# [EXTRACT]
◆ ◆ ◆ ◆ ◆ ◆ ◆
Re: [RFC: bug fix?] Connection attempt block forever when the synchronous standby is not running

From: Fujii Masao <masao(dot)fujii(at)gmail(dot)com>
To: Andres Freund <andres(at)2ndquadrant(dot)com>
Cc: MauMau <maumau307(at)gmail(dot)com>, PostgreSQL-development <pgsql-hackers(at)postgresql(dot)org>
Subject: Re: [RFC: bug fix?] Connection attempt block forever when the synchronous standby is not running
Date: 2014-07-07 11:10:22
Message-ID: CAHGQGwHP6-5aM3YotAYfuFB8vSvQNT6OpXC1bvUw3RJjyKBfLg@mail.gmail.com
Views: Raw Message | Whole Thread | Download mbox | Resend email
Thread:
Lists: pgsql-hackers

On Mon, Jul 7, 2014 at 4:14 PM, Andres Freund <andres(at)2ndquadrant(dot)com> wrote:
> Hi,
>
> On 2014-07-04 22:59:15 +0900, MauMau wrote:
>> My customer reported a strange connection hang problem. He and I couldn't
>> reproduce it. I haven't been able to understand the cause, but I can think
>> of one hypothesis. Could you give me your opinions on whether my hypothesis
>> is correct, and a direction on how to fix the problem? I'm willing to
>> submit a patch if necessary.
◆ ◆ ◆ ◆ ◆ ◆ ◆
# [AVAILABLE DATA]
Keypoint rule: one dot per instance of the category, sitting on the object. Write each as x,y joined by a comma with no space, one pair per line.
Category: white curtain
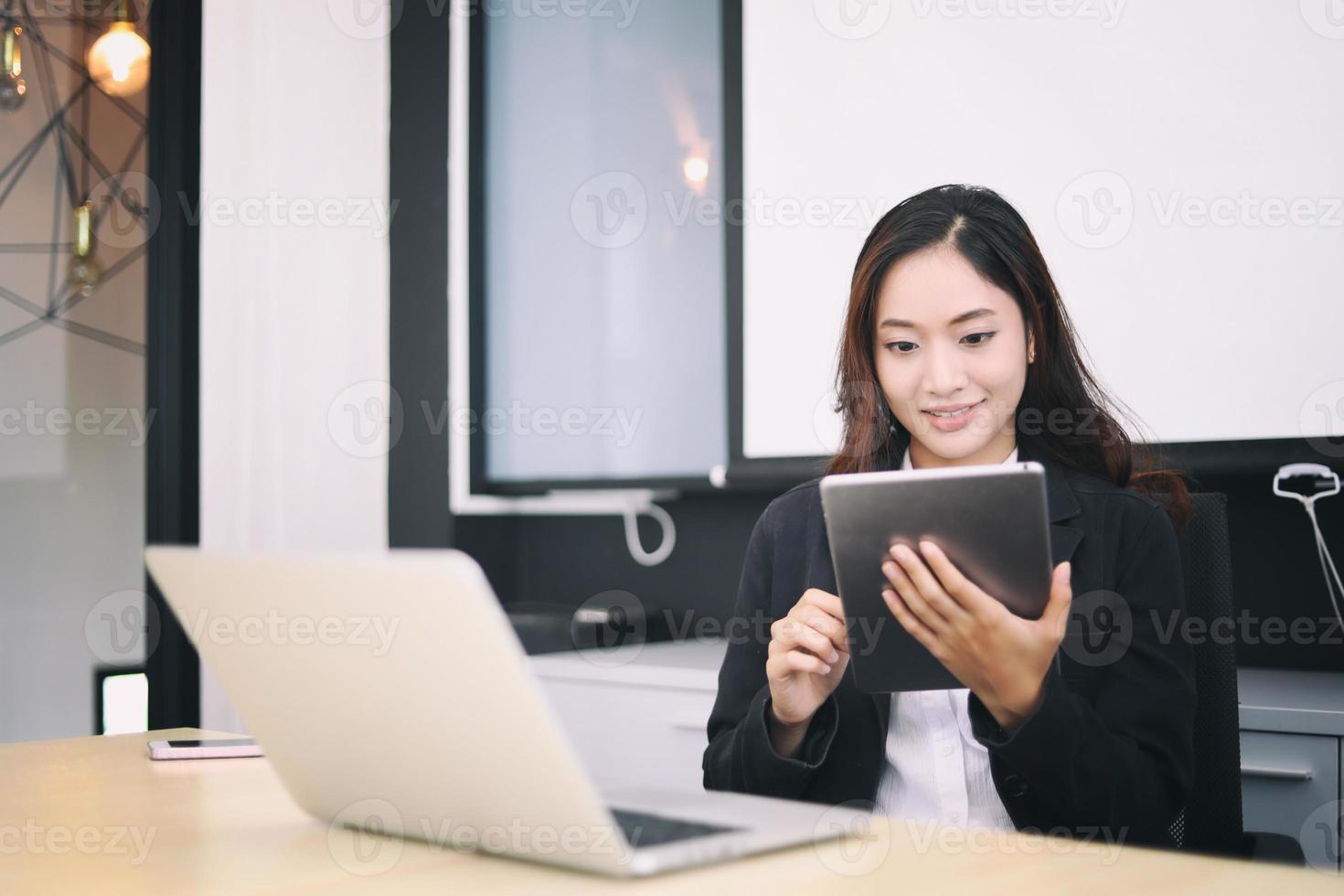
293,283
◆ ◆ ◆ ◆ ◆ ◆ ◆
# [TASK PROMPT]
Reproduce the portion of the mailing-list message that begins at the words "On Mon, Jul" and stops after the words "patch if necessary.", keeping every character unchanged.

# [COMPLETE OUTPUT]
On Mon, Jul 7, 2014 at 4:14 PM, Andres Freund <andres(at)2ndquadrant(dot)com> wrote:
> Hi,
>
> On 2014-07-04 22:59:15 +0900, MauMau wrote:
>> My customer reported a strange connection hang problem. He and I couldn't
>> reproduce it. I haven't been able to understand the cause, but I can think
>> of one hypothesis. Could you give me your opinions on whether my hypothesis
>> is correct, and a direction on how to fix the problem? I'm willing to
>> submit a patch if necessary.